**Written request A**
Return the part of the Rays pitching passage starting at "Bayer, the organization's" and ending at "and good curveball.", copied word for word.
**Written request B**
Answer these questions using the passage on Rays pitching prospects:
(i) Which league do the Renegades lead in ERA and WHIP?
(ii) In which round of the draft did the organization pick Peter Bayer?
(iii) Who does the passage say will be the prize from the Rays' 2014 draft?
**Written request C**
Name every player the passage on Rays pitching prospects says the Rays got in their 2014 draft.

**Passage given**
- - -
The Rays have spent a number of draft picks on high school pitchers in recent seasons

Spencer Moran is a part of a deep Hudson Valley staff
Spencer Moran is a part of a deep Hudson Valley staff
Jim Donten

After catching up with some short-season bats last week, it's time to get to the mound. That essentially became "catching up with Hudson Valley's pitching staff". So far, the Renegades lead the New York-Penn League in ERA and WHIP.

Like last week with the hitters, I did not include every pitcher performing well. I tended to pick pitchers who have some scouting information online so there's something to offer besides a handful of stats.

RHP Peter Bayer, Princeton Rays (18 IP, 1.00 ERA, 1.95 FIP, 38.5 K%, 1.5 BB%)

Bayer, the organization's ninth-round pick in June, has dominated the Appalachian League. After three years at Richmond, he finished his career at Cal Poly Ponoma. All told, he walked 96 batters in 153 collegiate innings, which makes it all the more strange he has just one walk as a professional so far. Baseball America ranked him as the No. 448 player in the class and noted he had an average-to-above-average fastball and good curveball.

LHP Brock Burke, Hudson Valley Renegades (37 2/3 IP, 3.58 ERA, 2.85 FIP, 23.8 K%, 13.4 BB%)

The prize from the Rays' 2014 draft is going to be Brent Honeywell, but the team made a significant investment in prep arms, landing Cameron Varga (2nd round), Burke (3rd), Blake Bivens (4th), and Spencer Moran (11th). Burke wasn't even in BA's top-500 players in that draft, so it was surprising when the Rays took a pitcher who walked over seven batters per nine innings as a senior in high school. Last summer, he showed average stuff but was in control. This season, the walks have bumped up again.
- - -
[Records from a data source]
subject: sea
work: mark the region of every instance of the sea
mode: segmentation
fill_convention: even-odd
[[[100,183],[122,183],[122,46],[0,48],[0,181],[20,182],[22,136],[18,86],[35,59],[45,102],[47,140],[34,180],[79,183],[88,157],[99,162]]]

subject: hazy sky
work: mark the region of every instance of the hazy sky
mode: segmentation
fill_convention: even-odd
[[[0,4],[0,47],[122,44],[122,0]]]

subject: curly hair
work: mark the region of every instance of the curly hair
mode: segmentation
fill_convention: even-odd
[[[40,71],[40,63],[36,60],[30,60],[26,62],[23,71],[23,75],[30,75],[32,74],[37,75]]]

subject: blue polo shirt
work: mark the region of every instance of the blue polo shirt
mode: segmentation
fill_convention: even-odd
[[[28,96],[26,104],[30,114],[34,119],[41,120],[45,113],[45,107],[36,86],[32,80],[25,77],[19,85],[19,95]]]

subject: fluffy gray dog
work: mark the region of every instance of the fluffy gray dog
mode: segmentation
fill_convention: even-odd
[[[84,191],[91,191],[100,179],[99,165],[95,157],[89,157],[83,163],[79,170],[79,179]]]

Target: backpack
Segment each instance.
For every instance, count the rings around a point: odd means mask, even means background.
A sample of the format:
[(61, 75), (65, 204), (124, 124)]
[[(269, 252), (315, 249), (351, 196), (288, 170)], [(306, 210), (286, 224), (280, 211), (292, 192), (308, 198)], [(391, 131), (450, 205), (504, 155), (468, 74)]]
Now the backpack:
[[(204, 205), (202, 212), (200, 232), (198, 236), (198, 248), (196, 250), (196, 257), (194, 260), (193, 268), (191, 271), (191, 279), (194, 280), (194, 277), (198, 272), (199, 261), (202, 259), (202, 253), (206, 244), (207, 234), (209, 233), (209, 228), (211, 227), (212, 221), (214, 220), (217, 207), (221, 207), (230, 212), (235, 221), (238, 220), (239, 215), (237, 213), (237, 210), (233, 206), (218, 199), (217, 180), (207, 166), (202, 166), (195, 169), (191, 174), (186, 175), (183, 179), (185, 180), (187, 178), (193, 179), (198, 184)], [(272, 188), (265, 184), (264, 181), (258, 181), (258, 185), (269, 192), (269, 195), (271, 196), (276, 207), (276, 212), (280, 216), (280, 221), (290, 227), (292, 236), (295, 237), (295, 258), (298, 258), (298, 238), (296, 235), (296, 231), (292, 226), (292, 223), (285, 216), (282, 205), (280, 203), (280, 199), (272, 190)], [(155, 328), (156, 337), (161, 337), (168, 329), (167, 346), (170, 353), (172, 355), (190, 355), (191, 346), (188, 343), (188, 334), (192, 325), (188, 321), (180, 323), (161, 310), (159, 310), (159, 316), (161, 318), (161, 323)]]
- - -
**Task solution A**
Bayer, the organization's ninth-round pick in June, has dominated the Appalachian League. After three years at Richmond, he finished his career at Cal Poly Ponoma. All told, he walked 96 batters in 153 collegiate innings, which makes it all the more strange he has just one walk as a professional so far. Baseball America ranked him as the No. 448 player in the class and noted he had an average-to-above-average fastball and good curveball.

**Task solution B**
(i) The New York-Penn League
(ii) The ninth round
(iii) Brent Honeywell

**Task solution C**
Brent Honeywell, Cameron Varga, Brock Burke, Blake Bivens, Spencer Moran